* [REQUIRED WORK] Write out the listing below in full and exactly, leaving out every picture.

== == ==

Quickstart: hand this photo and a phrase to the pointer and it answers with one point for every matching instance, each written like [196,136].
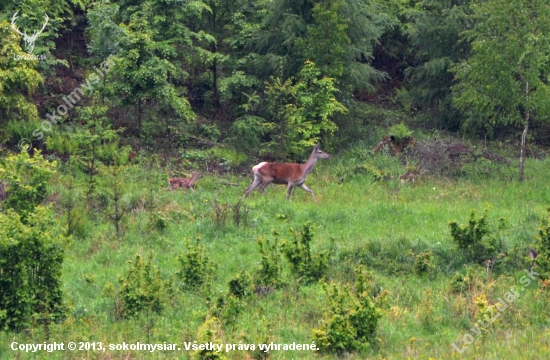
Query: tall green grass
[379,223]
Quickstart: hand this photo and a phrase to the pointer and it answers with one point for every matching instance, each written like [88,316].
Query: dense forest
[128,130]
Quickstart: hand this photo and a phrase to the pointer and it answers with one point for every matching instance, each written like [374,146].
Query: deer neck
[193,179]
[308,166]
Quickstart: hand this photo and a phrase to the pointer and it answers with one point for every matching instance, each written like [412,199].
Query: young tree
[434,29]
[18,80]
[506,80]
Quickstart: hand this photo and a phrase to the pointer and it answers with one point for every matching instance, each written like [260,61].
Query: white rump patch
[257,167]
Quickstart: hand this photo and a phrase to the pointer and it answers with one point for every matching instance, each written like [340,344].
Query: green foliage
[326,41]
[248,131]
[227,157]
[270,271]
[241,285]
[423,263]
[476,239]
[510,51]
[543,248]
[350,319]
[337,35]
[370,172]
[302,112]
[434,29]
[113,185]
[227,308]
[31,259]
[19,79]
[142,288]
[27,180]
[196,268]
[210,331]
[307,267]
[400,132]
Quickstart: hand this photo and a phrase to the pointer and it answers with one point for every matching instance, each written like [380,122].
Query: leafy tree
[27,179]
[18,81]
[350,319]
[434,29]
[301,113]
[145,72]
[339,36]
[142,288]
[506,80]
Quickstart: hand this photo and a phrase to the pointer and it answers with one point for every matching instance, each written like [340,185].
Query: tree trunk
[524,133]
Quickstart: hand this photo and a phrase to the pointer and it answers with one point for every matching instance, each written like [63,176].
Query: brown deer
[184,183]
[285,173]
[396,147]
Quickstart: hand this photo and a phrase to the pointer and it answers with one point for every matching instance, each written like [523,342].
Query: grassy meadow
[379,222]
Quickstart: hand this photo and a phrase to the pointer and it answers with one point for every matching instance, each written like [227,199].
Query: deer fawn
[290,174]
[184,183]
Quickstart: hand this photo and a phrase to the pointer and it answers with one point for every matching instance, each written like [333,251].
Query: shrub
[210,332]
[270,270]
[543,248]
[476,239]
[423,263]
[307,267]
[400,132]
[27,181]
[142,288]
[196,266]
[241,285]
[351,318]
[31,258]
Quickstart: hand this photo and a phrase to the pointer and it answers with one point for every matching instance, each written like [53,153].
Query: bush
[423,263]
[31,258]
[476,239]
[350,320]
[400,132]
[27,181]
[543,248]
[241,285]
[270,270]
[196,266]
[142,288]
[307,267]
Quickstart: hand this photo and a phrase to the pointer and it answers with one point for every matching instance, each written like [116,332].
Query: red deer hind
[290,174]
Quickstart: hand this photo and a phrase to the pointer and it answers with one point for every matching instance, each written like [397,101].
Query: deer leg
[257,182]
[303,186]
[263,186]
[289,190]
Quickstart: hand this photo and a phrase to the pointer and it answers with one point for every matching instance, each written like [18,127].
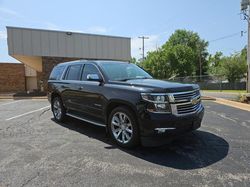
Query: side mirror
[94,77]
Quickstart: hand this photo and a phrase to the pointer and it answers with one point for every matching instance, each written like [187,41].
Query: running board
[86,120]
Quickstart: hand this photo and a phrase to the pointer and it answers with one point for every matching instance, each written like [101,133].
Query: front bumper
[158,129]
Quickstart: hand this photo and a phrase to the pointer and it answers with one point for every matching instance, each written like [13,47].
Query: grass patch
[227,91]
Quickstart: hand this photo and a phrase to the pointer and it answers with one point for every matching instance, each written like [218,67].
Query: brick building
[40,50]
[12,77]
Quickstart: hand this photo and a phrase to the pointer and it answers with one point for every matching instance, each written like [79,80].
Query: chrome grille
[184,103]
[186,108]
[186,96]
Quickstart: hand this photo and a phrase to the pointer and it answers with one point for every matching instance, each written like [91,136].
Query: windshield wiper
[134,78]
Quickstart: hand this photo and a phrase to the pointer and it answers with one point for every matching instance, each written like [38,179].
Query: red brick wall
[12,77]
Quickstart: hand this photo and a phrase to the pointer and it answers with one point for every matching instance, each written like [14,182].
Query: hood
[155,85]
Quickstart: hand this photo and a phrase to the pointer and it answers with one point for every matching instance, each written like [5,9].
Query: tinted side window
[57,73]
[89,69]
[73,72]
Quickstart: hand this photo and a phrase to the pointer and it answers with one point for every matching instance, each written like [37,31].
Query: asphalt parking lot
[37,151]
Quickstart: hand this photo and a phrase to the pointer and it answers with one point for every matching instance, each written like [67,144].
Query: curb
[242,106]
[206,98]
[17,98]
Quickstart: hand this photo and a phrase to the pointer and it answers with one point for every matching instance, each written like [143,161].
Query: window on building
[57,73]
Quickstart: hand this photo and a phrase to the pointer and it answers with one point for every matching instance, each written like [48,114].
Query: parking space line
[27,113]
[10,102]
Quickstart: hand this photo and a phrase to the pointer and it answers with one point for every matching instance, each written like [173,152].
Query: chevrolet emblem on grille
[194,101]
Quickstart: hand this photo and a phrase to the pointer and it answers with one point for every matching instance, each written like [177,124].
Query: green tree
[180,56]
[233,67]
[193,47]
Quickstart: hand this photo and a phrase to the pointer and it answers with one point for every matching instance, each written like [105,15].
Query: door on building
[31,84]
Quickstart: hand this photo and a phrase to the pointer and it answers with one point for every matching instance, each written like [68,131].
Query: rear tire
[123,127]
[58,109]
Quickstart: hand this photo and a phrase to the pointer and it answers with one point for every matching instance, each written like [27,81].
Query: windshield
[124,71]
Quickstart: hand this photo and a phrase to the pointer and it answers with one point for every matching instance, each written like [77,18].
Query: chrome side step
[86,120]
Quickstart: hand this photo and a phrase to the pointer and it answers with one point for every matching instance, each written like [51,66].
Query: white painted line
[10,102]
[27,113]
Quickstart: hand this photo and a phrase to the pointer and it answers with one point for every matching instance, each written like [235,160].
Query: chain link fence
[214,82]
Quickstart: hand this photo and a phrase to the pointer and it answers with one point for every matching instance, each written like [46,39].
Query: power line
[143,38]
[227,36]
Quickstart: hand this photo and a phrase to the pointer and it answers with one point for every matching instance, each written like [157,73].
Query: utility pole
[143,48]
[246,12]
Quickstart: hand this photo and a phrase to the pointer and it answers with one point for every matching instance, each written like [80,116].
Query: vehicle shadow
[194,150]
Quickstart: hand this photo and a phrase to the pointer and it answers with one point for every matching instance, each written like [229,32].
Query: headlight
[158,102]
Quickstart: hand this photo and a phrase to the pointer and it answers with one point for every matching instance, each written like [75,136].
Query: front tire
[58,109]
[123,127]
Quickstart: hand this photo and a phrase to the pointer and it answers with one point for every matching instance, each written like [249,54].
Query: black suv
[125,99]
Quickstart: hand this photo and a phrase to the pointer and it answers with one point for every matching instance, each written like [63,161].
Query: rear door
[70,87]
[91,97]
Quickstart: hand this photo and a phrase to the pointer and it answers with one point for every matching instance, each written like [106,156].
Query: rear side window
[73,72]
[57,73]
[89,69]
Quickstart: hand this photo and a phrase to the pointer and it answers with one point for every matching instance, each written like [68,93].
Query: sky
[213,20]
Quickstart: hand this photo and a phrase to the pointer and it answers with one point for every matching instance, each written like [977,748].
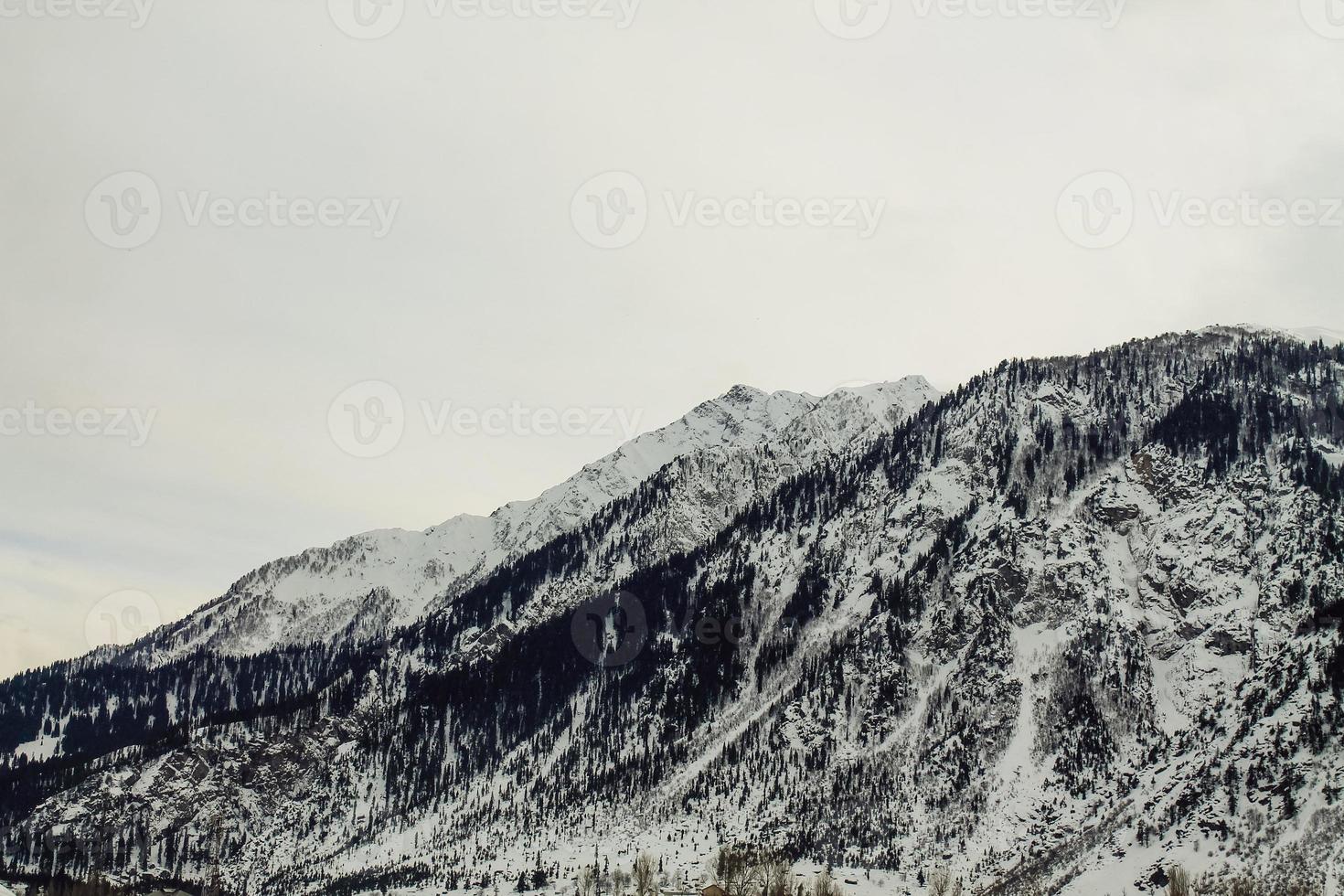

== == ==

* [WRITTEN RESPONSE]
Quickstart: hand this photo and a phrase to the pointer and it answers with one point for every matching instance, each written like [196,136].
Query: tall green grass
[379,223]
Quickstart: hand this photo and a phrase to the pointer and it answers with one point for every matching instance, each written like [88,316].
Query: dense forest
[128,130]
Quickstart: hand this photo and a phrase to the pointer and it answers with one point for every matching instance, each written like [374,146].
Query: deer neck
[193,179]
[308,166]
Quickstart: hand this photo and a phrase to the pointer and it answers with one point for every matching instance, each written like [412,199].
Query: young tree
[434,29]
[18,80]
[506,80]
Quickstart: hand this photo and a phrase to the pointer and it answers with one point for every matching instance, each written like [260,61].
Query: white rump patch
[257,167]
Quickstart: hand this photo and a phrase to the pointer and it answers with one point for every matching instance, each written like [340,344].
Query: green foliage
[326,41]
[248,131]
[227,157]
[270,271]
[241,285]
[423,263]
[476,239]
[510,51]
[543,248]
[350,319]
[337,35]
[370,172]
[302,112]
[434,29]
[113,185]
[227,308]
[31,259]
[19,79]
[142,288]
[27,180]
[196,268]
[210,331]
[307,267]
[400,132]
Quickstart: hand this photo and a phrase to the pointer and it answers with one point for every matching instance, each written like [380,122].
Query: leafy tree
[27,179]
[18,81]
[350,319]
[434,29]
[301,113]
[145,72]
[339,36]
[142,288]
[506,80]
Quickstart: hand this photo and a phrase to the pointer and it answers with one point for every matching instance, each written like [340,185].
Query: tree trunk
[524,133]
Quickstart: hand this photo and a phrase to the pointer and it answers with one point for every matching instance, each written like [63,176].
Query: brown deer
[184,183]
[285,173]
[396,147]
Quickstart: hand this photo and a phrase to the pointer and it answers with one point for every matching instance, each written like [523,342].
Query: grassy meadow
[379,222]
Quickstart: hand this photo and a phrase to the pointer and it answers with one point for every matching instance, each written like [227,199].
Query: deer fawn
[290,174]
[184,183]
Quickstart: hand this photo and a phrase to the pointer and it answers with one point for every matching instance, each written like [333,251].
Query: shrub
[210,332]
[270,270]
[543,248]
[476,239]
[423,263]
[307,267]
[400,132]
[27,181]
[142,288]
[196,266]
[241,285]
[351,318]
[31,258]
Quickstart: hand this photo and a phrase to the pointer and it answers with one point for every matching instance, each written like [53,153].
Query: bush
[423,263]
[31,258]
[476,239]
[350,320]
[400,132]
[27,181]
[543,248]
[241,285]
[270,270]
[196,266]
[142,288]
[307,267]
Quickstart: hand this photo and a phrase to the pointer and it answers with one point for every matching instance, each written like [116,332].
Query: red deer hind
[290,174]
Quickstart: hand this photo and a phrase to the pointer and it answers with one point for every matching instance, each written like [397,101].
Query: deer leg
[257,182]
[303,186]
[263,186]
[289,190]
Quickstart: hand this photo and a phrase to the pointer and it answers with one point for every matching instance, each written like [18,127].
Query: side mirror
[94,77]
Quickstart: hand this photo and a phrase to the pointer and it answers with one point for every matching instance, each written like [187,41].
Query: running board
[86,120]
Quickstart: hand this photo and a phrase to the pointer and it answers with one point for every matching instance, each written like [101,133].
Query: front bumper
[158,129]
Quickstart: hand this photo and a phrase to the pointer and it answers with one point for every matching instance, each written like [13,47].
Query: grass patch
[227,91]
Quickstart: hand this photo and a phrase to the pointer and it answers with one point for every matching instance, each written like [218,67].
Query: brick building
[40,50]
[12,77]
Quickstart: hand this photo and a phrase to the pointer and it answers with one point for every matching instance, each written like [79,80].
Query: chrome grille
[184,103]
[186,108]
[186,96]
Quickstart: hand this photo and a phrase to the pointer and it answers with one point for every matching instance, each written like [91,136].
Query: windshield wiper
[134,78]
Quickstart: hand this photo and a phrase to the pointer and it answers with one point for every matching instance, each written like [38,179].
Query: red brick wall
[12,77]
Quickstart: hand this photo and a phrase to the pointer and it answers with one point for every matching instance, each written like [14,182].
Query: hood
[155,85]
Quickstart: hand this photo and a phrase to the pointer and it answers with one point for every matching instance, each written like [5,9].
Query: tinted side window
[57,73]
[89,69]
[73,72]
Quickstart: hand this photo and a phrase to the pointer and it answers with one point for every matching instance, each written like [37,31].
Query: asphalt parking lot
[37,151]
Quickstart: hand this photo and a phrase to the pointer and it answers with one point for every matching instance, each written like [67,144].
Query: curb
[242,106]
[206,98]
[17,98]
Quickstart: hand this photo and a phrase to the pointer and it answers with one point for every matching instance, each written like [143,161].
Query: window on building
[57,73]
Quickstart: hand this photo and a phrase to the pointer and it answers with one point for every matching instance, each written like [48,114].
Query: parking space line
[27,113]
[10,102]
Quickstart: hand this photo and a phrase to the pointer and it answers with one point for every matching instance, each written like [173,152].
Query: chevrolet emblem on grille
[194,101]
Quickstart: hand this photo and a phrase to the pointer and it answers with one point for every matching instance, each written like [177,124].
Query: green tree
[180,56]
[233,67]
[193,47]
Quickstart: hand this photo and a phrase to the pointer and it answers with one point for every matching instance, each written like [105,15].
Query: door on building
[31,84]
Quickstart: hand this photo and a phrase to the pointer and it answers with one point for every matching instance, each written like [68,131].
Query: rear tire
[123,127]
[58,109]
Quickstart: hand this photo and a phrase to the pointer and it answers with one point for every matching instance, each written like [27,81].
Query: windshield
[124,71]
Quickstart: hand this photo and a phrase to the pointer and it answers with one point for every matching instance, each written like [77,18].
Query: chrome side step
[86,120]
Quickstart: hand this photo and a phrase to the pointer and it answers with one point for every matching instance, each written like [51,66].
Query: white painted line
[10,102]
[27,113]
Quickstart: hand this photo and a phrase to the pointer and it answers with one point for every matching instance, each written like [235,160].
Query: chain link fence
[214,82]
Quickstart: hand this photo and a phrase to the pointer and it answers with one point for every matching instance, each written like [46,39].
Query: power line
[143,38]
[227,36]
Quickstart: hand this photo and a phrase to the pointer and it answers with one point for every matching instance, each written like [157,73].
Query: utility pole
[143,48]
[246,12]
Quickstart: hand this photo and a phrase to the pointer and it answers with one point for every matching instance, each written like [80,116].
Query: vehicle shadow
[194,150]
Quickstart: hand this photo and a phrase to the pointer and it answers with one point for every matching instance, each written like [229,32].
Query: headlight
[158,102]
Quickstart: hand this photo and a phrase to the pointer and it answers with one point for every matching instance, each written like [75,136].
Query: front tire
[58,109]
[123,127]
Quickstart: hand this photo and a phrase to the pointer and it answers with one point for every matching instance, each written like [249,54].
Query: black suv
[125,99]
Quickstart: hand this photo and a phrase to the pointer and it answers with one point for every matching instance, each written like [63,161].
Query: rear door
[70,87]
[91,97]
Quickstart: hand this photo and a phrase to the pointer and it answers with one point for every matching instance, each written like [106,156].
Query: rear side window
[73,72]
[57,73]
[89,69]
Quickstart: hand this photo and a phrase to the pointer and it answers with one point for every matching instance, each written like [68,93].
Query: sky
[213,20]
Quickstart: hand this photo and a phrase to the pointer and it answers with one point for every matching instance, each written like [977,748].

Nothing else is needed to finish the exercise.